Task to carry out
Rewrite the listing below with every "thickest" swapped for "widest" and everything else unchanged.

Labels for object points:
=-=-=

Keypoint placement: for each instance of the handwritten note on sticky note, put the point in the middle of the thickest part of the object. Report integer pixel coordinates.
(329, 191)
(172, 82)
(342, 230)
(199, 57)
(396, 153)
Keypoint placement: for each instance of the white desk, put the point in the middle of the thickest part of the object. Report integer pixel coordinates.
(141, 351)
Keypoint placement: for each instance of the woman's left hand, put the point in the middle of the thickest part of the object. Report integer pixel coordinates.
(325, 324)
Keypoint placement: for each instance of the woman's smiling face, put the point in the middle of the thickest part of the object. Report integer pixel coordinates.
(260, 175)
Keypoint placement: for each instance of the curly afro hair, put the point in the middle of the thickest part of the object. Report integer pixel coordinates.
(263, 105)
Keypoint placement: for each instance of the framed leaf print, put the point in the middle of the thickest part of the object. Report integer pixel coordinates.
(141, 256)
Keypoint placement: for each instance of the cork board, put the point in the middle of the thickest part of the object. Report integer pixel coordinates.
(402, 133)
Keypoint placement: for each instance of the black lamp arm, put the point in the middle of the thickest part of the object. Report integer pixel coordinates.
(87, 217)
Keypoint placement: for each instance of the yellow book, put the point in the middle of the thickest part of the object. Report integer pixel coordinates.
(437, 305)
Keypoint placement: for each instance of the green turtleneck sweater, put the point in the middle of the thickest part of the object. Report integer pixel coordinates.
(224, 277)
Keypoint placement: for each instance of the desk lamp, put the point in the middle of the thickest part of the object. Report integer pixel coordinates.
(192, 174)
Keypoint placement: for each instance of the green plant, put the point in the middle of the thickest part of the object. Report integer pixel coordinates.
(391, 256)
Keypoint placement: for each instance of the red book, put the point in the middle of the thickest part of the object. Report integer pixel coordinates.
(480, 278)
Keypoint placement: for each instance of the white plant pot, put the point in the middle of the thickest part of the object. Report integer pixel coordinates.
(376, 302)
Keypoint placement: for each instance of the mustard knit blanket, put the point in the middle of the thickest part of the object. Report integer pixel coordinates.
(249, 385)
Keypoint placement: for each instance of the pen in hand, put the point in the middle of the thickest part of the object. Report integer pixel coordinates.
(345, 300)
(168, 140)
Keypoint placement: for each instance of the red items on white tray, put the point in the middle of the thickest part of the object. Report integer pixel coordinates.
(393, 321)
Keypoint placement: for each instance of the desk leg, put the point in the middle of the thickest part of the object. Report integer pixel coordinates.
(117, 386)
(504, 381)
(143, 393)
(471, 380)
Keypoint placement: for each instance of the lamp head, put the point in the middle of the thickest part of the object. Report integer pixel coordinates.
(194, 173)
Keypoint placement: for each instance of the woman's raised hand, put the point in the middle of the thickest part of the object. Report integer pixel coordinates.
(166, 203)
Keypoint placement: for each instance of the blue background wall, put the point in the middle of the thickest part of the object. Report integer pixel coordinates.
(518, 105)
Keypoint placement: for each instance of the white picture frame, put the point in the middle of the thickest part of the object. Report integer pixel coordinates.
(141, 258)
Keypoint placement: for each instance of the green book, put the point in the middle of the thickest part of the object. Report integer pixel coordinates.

=-=-=

The response
Keypoint placement: for each instance of the handwritten note on sticky note, put the point in the middle of the widest part of the object. Report integer pixel coordinates.
(329, 191)
(172, 82)
(342, 230)
(199, 57)
(396, 153)
Keypoint placement: for each instance of the white desk, put the point in the middle of the widest part of the object. Report integer pixel coordinates.
(141, 351)
Keypoint placement: for each instance of the woman's left hand, put the point in the middle of the widest part of the object. Report integer pixel coordinates.
(325, 324)
Keypoint placement: for each instance of the woman's smiling face, put the point in the middle of the widest part of the object. Report integer pixel coordinates.
(260, 175)
Keypoint placement: for each instance of the curly afro hair, put the point in the middle of the widest part of the object. Report integer pixel coordinates.
(263, 105)
Keypoint placement: for each instance of the framed leaf print, put the point in the middle of the widest part of the object. Report integer pixel coordinates.
(141, 256)
Keypoint placement: for each instance of the cork board, put the point in the middle of the widest part of the object. Report integer pixel coordinates.
(402, 133)
Keypoint placement: for each instance of the black lamp arm, put the point in the middle of the widest part of the object. Report integer pixel coordinates.
(87, 217)
Keypoint placement: for each instance of the yellow book, put the point in the middle of the widest part of the object. Report integer pixel coordinates.
(437, 305)
Keypoint placement: for each instance of the green turtleneck sweater, put the point in the middle of the widest part of the object. Report integer pixel coordinates.
(224, 277)
Keypoint placement: for each instance of the desk lamp, put the point in the middle of the widest part of the object. Report integer pixel coordinates.
(192, 174)
Keypoint placement: for each instance of the green plant, put the point in the middle of the widest part of the object. Report integer pixel coordinates.
(391, 256)
Keypoint placement: for each instance of the red book, put the point in the middle of the widest part of the object. Report integer pixel coordinates.
(480, 278)
Keypoint placement: for each instance of the white plant pot, put the point in the middle of the widest part of the object. Report integer pixel coordinates.
(376, 302)
Keypoint placement: for each instance of the mustard knit blanket, put the point in the middle of the widest part of the object. Report integer pixel coordinates.
(249, 385)
Keypoint placement: for each instance of the pen in hand, put the point in the middle of the widest part of the object. Report integer pixel coordinates.
(345, 300)
(168, 140)
Keypoint placement: for each instance of the red items on white tray, put the point in the middle of the widest part of the object. Report integer pixel coordinates.
(393, 321)
Keypoint placement: for each instance of the desk leg, put the point in the middle of the widest part of the object. Report integer pixel coordinates.
(117, 386)
(504, 381)
(143, 393)
(471, 380)
Keypoint placement: for each instance of the lamp head, put the point in the middle of the widest part of the object. Report integer pixel coordinates.
(194, 173)
Keypoint placement: for each instance of the woman's raised hand, put the point in the middle of the widest part of the object. Report integer pixel coordinates.
(166, 203)
Keypoint placement: for each instance of the blue background wall, put the point in the middle of the widest part of the object. Report integer pixel coordinates.
(518, 105)
Keypoint placement: for each instance of the white picture frame, put the point in the middle of the widest part of the object. Report integer pixel coordinates.
(141, 258)
Keypoint placement: for each instance of the green book, put the point in the middle of the widest part of the object. Report integer pixel coordinates.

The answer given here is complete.